> **Aim of the exercise**: Copy out every line of the data that has the word "marker" somewhere in it.

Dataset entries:

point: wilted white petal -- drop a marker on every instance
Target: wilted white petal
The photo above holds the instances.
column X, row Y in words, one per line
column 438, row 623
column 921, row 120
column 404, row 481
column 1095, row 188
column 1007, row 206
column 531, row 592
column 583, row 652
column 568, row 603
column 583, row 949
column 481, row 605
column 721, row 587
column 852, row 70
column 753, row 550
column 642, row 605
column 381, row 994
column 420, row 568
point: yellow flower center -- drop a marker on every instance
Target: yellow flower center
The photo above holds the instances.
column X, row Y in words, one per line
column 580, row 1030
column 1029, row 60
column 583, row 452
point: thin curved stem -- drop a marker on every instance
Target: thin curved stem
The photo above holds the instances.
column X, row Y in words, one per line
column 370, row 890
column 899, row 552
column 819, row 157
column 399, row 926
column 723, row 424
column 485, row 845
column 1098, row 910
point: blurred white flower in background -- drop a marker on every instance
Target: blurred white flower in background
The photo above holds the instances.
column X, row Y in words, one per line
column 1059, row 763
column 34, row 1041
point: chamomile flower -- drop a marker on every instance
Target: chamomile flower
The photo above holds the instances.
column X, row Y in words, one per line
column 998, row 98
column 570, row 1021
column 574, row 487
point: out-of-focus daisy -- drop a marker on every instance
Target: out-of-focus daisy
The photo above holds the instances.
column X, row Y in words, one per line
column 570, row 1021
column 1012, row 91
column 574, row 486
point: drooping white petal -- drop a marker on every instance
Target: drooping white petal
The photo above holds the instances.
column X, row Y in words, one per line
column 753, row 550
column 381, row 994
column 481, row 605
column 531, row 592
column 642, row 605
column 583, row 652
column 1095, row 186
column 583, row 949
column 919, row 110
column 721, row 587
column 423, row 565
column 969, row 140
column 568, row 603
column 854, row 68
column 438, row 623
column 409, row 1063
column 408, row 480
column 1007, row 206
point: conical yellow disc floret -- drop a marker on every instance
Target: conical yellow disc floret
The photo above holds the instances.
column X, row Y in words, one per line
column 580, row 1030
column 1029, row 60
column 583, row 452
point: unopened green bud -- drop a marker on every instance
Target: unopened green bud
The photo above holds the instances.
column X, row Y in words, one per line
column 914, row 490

> **Exercise solution**:
point: wilted white petal -- drop a marker on every instance
point: yellow flower center -- drop a marker on every instance
point: thin curved stem -- drop a marker on every instance
point: blurred white flower in background -- drop a marker on every instance
point: chamomile flower -- drop a marker on every instance
point: out-of-focus daisy -- drop a marker on every instance
point: drooping white petal -- drop a marker on every instance
point: conical yellow disc floret -- drop a marker on every instance
point: unopened green bud -- drop a marker on every instance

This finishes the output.